Страница 5 из 70
День был незабываемый. Яркое солнце чередовалось с типичными для западноирландской погоды хлесткими ливнями, и прозрачные сине-зеленые воды Брандон Крика вполне могли бы украсить какой-нибудь тропический остров. Переведя взгляд с эстуария в дали на северо-западе, я еще сильнее ощутил головокружение. Где-то там за морями лежит Северная Америка… Традиции живучи, и коли здесь, по преданию, начиналось плавание святого Брендана, то и моя лодка выйдет отсюда.
Я пошел вниз по тропе за домом под соломенной крышей. Она вела меня, петляя, к началу эстуария, где маленькая речушка отдавала заливу воды, собранные ею на склонах возвышающейся над нами горы Брандоиа. Внезапно меня пронзило волнение: рядом с тропой лежали четыре странных черных предмета — четыре лодки, опрокинутые днищем вверх. Типичные для Западной Ирландии лодки с брезентовой обшивкой, известные под названием карра, каких не делают больше нигде на свете. Этот пережиток каменного века числят в ряду последних отпрысков одной из древнейших в мире конструкций — кожаной лодки. Здесь, на берегу Брандон Крика, впервые моим глазам предстали наследники судна, на котором, по преданию, плавал святой Брендан.

- **ЗАДАНИЯ**
[A] Перечислите все сведения о лодках у тропы, которые сообщает отрывок о Брандон Крике.
[B] Перепишите из отрывка о Брандон Крике текст между словами «Страница 5 из» и «лодка выйдет отсюда.» включительно.
[C] Продолжите отрывок о Брандон Крике с того места, где он заканчивается.

- **ИСХОДНЫЕ ДАННЫЕ**
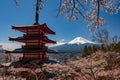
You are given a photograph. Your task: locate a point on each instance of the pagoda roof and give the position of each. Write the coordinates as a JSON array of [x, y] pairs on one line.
[[42, 27], [20, 50], [23, 40]]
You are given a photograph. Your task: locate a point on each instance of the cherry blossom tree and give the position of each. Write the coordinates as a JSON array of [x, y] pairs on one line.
[[88, 10]]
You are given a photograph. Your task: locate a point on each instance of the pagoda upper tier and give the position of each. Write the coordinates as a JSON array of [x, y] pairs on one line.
[[42, 29], [42, 39]]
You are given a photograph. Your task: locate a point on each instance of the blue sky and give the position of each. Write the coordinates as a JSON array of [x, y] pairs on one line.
[[11, 14]]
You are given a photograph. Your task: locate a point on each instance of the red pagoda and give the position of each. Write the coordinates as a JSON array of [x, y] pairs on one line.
[[34, 39]]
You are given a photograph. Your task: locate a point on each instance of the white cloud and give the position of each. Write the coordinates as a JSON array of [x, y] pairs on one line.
[[10, 46]]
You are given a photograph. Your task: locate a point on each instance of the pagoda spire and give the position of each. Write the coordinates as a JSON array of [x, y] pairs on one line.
[[37, 13]]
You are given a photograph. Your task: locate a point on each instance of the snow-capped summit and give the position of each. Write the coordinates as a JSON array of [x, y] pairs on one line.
[[80, 40]]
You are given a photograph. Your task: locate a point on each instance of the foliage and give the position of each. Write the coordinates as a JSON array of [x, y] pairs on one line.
[[89, 10]]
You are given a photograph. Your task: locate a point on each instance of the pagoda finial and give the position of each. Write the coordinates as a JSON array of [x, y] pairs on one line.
[[37, 13]]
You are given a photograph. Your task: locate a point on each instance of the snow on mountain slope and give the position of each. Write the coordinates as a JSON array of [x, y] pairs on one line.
[[80, 40], [75, 45]]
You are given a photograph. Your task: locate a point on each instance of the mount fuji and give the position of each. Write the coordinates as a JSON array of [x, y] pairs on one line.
[[73, 46]]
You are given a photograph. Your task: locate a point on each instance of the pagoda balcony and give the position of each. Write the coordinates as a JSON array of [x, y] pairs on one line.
[[34, 46], [33, 35], [33, 58]]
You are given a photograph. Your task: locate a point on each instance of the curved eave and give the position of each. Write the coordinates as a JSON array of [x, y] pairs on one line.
[[23, 40], [42, 27]]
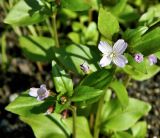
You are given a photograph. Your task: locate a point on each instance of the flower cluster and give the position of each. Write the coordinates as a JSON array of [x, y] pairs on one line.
[[115, 54]]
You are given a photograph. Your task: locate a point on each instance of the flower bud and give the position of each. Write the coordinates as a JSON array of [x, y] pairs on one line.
[[49, 110]]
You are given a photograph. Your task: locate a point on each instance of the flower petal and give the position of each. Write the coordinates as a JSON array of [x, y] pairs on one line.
[[120, 60], [106, 60], [120, 46], [33, 92], [105, 48]]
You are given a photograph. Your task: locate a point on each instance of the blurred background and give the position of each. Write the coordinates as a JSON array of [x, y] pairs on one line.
[[18, 73]]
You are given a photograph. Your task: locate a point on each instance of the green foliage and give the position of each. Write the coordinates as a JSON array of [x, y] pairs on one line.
[[116, 118], [77, 26], [47, 126], [73, 56], [82, 127], [25, 105], [142, 71], [99, 79], [121, 92], [83, 93], [77, 5], [107, 23], [37, 48], [139, 129], [61, 80], [148, 43]]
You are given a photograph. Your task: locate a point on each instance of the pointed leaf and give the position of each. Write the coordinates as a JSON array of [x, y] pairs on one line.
[[47, 126], [25, 105], [83, 93], [107, 23]]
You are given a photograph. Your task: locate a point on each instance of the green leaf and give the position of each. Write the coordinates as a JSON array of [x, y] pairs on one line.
[[118, 119], [82, 127], [133, 35], [27, 12], [107, 23], [121, 92], [47, 126], [140, 76], [83, 93], [76, 5], [25, 105], [151, 16], [61, 80], [37, 48], [99, 79], [139, 130], [129, 15], [119, 7], [149, 43], [73, 56]]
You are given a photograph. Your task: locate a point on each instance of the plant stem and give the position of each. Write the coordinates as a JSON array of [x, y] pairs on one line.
[[55, 30], [127, 80], [98, 115], [3, 49], [73, 109]]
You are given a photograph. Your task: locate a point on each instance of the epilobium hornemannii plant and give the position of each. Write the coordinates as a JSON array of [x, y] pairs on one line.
[[41, 93], [83, 91], [113, 54], [138, 57]]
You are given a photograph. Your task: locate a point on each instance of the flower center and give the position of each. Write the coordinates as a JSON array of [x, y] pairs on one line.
[[112, 55]]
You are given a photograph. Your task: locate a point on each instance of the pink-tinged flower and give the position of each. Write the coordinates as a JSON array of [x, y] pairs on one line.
[[138, 57], [85, 68], [152, 59], [41, 93], [113, 54]]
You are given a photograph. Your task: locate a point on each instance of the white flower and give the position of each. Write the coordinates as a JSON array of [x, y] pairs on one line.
[[113, 54], [41, 93]]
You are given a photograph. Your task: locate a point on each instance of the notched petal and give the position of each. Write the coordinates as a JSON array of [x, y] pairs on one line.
[[105, 61], [120, 46], [120, 61]]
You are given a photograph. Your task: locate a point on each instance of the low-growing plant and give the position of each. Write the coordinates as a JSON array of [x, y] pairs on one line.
[[103, 44]]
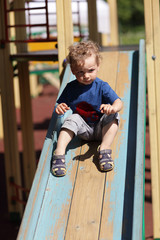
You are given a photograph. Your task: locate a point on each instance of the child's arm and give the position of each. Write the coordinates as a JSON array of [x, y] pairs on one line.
[[61, 108], [111, 109]]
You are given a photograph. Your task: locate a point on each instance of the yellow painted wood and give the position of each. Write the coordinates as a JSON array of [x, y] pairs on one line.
[[61, 33], [121, 80], [29, 160], [113, 22], [64, 29], [68, 24], [84, 219], [12, 164], [152, 30], [156, 30], [92, 21]]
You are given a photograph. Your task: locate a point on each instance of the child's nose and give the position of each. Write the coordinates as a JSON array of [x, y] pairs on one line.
[[86, 75]]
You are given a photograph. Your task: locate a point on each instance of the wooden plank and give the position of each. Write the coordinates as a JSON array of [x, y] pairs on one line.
[[152, 105], [57, 200], [92, 21], [156, 39], [112, 215], [64, 29], [61, 33], [140, 148], [12, 164], [84, 220], [109, 61], [68, 24], [113, 22], [29, 160], [1, 120], [28, 227]]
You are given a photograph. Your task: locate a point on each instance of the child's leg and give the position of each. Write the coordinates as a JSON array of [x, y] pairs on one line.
[[58, 162], [108, 134], [64, 138]]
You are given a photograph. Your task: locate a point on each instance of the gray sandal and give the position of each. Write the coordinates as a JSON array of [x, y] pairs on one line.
[[105, 161]]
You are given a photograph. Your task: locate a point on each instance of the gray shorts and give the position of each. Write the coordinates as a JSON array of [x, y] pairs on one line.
[[76, 124]]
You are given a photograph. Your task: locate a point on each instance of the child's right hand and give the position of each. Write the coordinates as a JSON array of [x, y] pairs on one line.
[[61, 108]]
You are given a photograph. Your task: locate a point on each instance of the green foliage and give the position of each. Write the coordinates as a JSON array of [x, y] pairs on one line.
[[130, 14]]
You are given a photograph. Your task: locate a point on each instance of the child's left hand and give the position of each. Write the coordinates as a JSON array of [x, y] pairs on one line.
[[107, 109], [111, 109]]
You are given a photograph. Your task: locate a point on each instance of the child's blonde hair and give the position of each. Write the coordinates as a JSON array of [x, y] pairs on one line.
[[80, 51]]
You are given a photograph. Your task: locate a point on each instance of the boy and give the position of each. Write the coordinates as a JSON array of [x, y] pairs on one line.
[[94, 104]]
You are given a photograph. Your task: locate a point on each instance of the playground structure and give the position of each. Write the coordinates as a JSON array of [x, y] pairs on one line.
[[45, 186]]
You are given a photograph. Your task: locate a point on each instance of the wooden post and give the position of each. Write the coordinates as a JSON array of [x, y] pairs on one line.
[[92, 21], [64, 29], [113, 22], [29, 161], [12, 163], [1, 120], [152, 28]]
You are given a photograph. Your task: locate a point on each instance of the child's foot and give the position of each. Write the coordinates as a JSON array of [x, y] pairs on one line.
[[105, 161], [58, 165]]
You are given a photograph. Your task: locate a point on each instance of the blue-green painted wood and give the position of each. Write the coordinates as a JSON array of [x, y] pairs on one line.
[[117, 186], [140, 149]]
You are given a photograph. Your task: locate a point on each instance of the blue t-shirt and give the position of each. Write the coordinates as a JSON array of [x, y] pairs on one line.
[[87, 99]]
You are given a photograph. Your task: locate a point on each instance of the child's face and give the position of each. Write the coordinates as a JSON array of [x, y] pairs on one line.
[[87, 73]]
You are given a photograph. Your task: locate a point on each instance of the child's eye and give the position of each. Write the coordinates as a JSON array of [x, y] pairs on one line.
[[80, 73]]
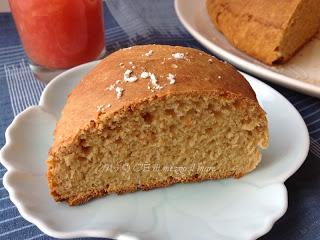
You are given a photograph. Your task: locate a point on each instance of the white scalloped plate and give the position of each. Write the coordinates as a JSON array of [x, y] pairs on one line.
[[301, 73], [226, 209]]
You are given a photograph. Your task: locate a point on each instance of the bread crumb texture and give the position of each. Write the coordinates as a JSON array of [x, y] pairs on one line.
[[197, 126]]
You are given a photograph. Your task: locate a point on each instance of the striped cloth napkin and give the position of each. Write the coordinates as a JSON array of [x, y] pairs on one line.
[[129, 22]]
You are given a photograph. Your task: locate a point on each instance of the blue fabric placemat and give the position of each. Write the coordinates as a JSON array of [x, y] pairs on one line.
[[129, 22]]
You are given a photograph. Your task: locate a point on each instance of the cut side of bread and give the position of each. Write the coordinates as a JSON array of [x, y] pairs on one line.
[[271, 31], [206, 125]]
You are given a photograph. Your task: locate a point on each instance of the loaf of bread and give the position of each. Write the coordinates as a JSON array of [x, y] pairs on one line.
[[151, 116], [271, 31]]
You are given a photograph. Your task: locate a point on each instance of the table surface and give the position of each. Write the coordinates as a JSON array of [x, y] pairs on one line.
[[129, 22]]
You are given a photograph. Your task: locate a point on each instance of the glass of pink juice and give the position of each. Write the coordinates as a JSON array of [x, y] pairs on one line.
[[59, 34]]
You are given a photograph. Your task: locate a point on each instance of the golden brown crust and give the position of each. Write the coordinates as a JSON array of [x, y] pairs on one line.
[[195, 73], [198, 73], [83, 198], [260, 28]]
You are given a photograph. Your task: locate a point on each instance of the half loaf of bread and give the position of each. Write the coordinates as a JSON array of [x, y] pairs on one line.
[[269, 30], [150, 116]]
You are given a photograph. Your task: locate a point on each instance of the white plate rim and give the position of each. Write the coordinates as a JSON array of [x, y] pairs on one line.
[[243, 64], [96, 233]]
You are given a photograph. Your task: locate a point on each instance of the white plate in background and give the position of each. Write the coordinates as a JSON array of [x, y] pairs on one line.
[[301, 73], [223, 210]]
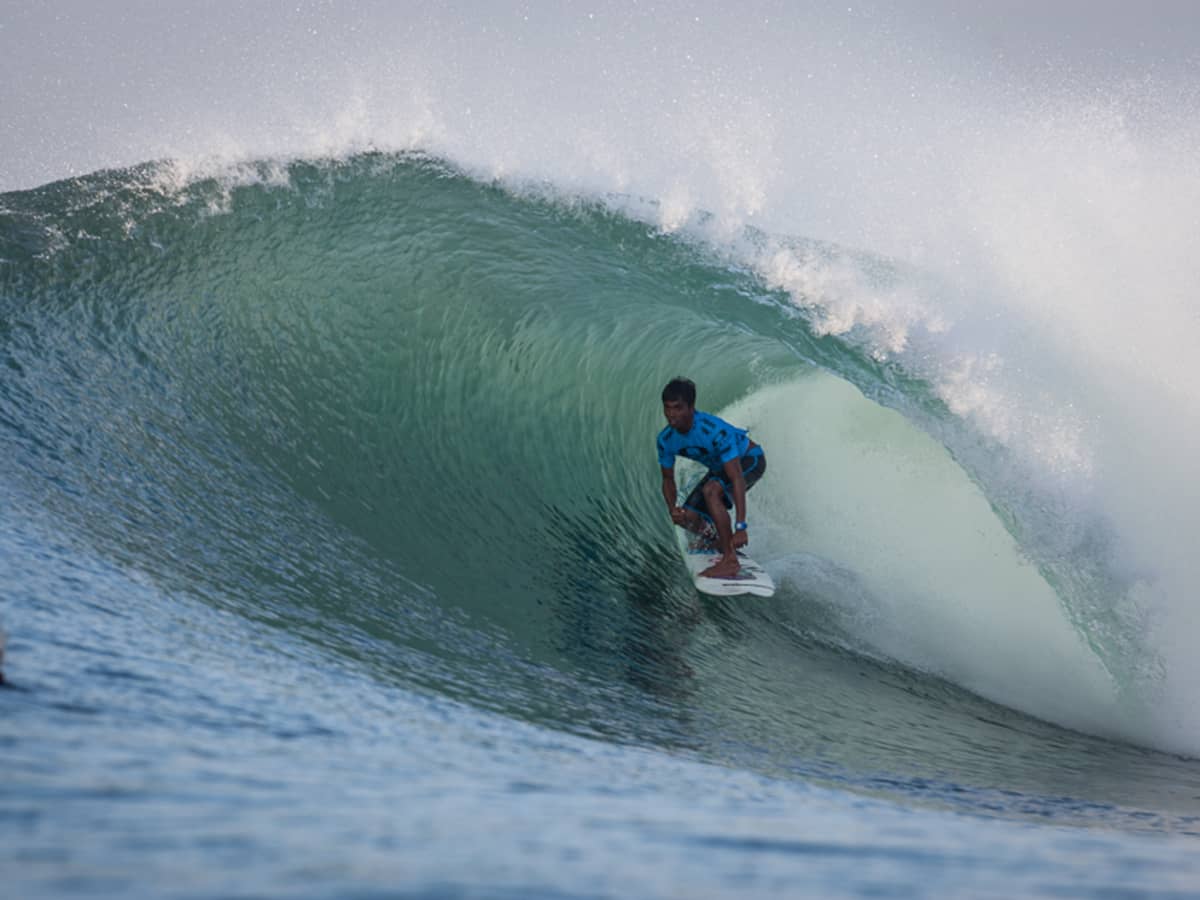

- **ОТВЕТЫ К ЗАДАНИЯМ**
[A]
- Их четыре.
- Они черные.
- Лежат рядом с тропой, опрокинутые днищем вверх.
- Имеют брезентовую обшивку.
- Известны под названием карра.
- Таких больше нигде на свете не делают.
- Считаются пережитком каменного века и одним из последних отпрысков древнейшей конструкции — кожаной лодки.
- Это наследники судна, на котором, по преданию, плавал святой Брендан.

[B]
Страница 5 из 70
День был незабываемый. Яркое солнце чередовалось с типичными для западноирландской погоды хлесткими ливнями, и прозрачные сине-зеленые воды Брандон Крика вполне могли бы украсить какой-нибудь тропический остров. Переведя взгляд с эстуария в дали на северо-западе, я еще сильнее ощутил головокружение. Где-то там за морями лежит Северная Америка… Традиции живучи, и коли здесь, по преданию, начиналось плавание святого Брендана, то и моя лодка выйдет отсюда.

[C]
Присев на корточки, я заглянул под одну карру, чтобы рассмотреть, как она сделана, и увидел изящное переплетение тонких реек, хрупкое на взгляд, но способное выдержать изрядную нагрузку. Каркас был туго обтянут брезентом, просмоленным с обеих сторон для водонепроницаемости. После я узнал, что в некоторых местах этот брезент, сменивший первоначальную кожаную обшивку, по прежнему называют "кожей". Под лодками лежали весла незнакомого мне типа. Длиной около девяти футов и такие узкие, что лопасть практически отсутствовала на вальке укреплен какой то диковинный треугольный брусок с отверстием для опорного шипа. Судя по малым размерам этих карр, они годились только для прибрежного плавания, сама же конструкция выглядела безупречной, изысканные обводы ласкали глаз. Выбравшись наверх из расщелины, я обернулся, чтобы еще раз полюбоваться лодками. Очередной ливень омыл черные корпуса, и вся четверка блестела и переливалась на солнце, напоминая скользящих по волнам лоснящихся дельфинов.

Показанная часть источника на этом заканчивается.